*** Opening of Recorded data ***

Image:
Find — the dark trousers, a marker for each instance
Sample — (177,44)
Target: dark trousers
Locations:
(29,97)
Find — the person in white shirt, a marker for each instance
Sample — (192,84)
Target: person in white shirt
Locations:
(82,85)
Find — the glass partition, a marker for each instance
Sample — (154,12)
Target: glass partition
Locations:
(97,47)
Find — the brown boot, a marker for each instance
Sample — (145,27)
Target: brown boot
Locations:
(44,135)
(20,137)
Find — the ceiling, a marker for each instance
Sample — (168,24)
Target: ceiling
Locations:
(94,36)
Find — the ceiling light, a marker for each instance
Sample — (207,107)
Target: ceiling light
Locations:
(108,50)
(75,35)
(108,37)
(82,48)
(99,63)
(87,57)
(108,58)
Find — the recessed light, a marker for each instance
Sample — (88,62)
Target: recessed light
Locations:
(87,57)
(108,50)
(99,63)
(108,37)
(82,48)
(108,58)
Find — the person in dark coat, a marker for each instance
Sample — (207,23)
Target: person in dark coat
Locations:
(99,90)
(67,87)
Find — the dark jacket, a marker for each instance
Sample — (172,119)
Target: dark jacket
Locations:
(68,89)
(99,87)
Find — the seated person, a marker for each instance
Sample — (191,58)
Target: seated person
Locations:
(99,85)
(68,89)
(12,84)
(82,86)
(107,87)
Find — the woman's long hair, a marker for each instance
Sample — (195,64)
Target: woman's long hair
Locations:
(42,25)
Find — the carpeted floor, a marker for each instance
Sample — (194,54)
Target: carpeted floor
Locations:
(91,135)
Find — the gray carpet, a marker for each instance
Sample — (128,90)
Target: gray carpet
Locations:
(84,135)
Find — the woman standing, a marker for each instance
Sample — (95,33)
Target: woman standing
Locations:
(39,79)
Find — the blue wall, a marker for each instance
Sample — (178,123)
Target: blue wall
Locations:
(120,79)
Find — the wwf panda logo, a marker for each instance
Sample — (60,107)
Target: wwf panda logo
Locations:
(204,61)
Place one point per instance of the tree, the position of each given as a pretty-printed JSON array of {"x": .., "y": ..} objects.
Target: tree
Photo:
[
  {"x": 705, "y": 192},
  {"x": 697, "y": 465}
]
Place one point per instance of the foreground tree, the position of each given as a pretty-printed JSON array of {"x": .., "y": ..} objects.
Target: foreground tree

*** Close of Recorded data ***

_Required action_. Please copy every line from the entries that includes the word "glass".

_Answer section_.
Find — the glass partition, a marker for each instance
Target: glass partition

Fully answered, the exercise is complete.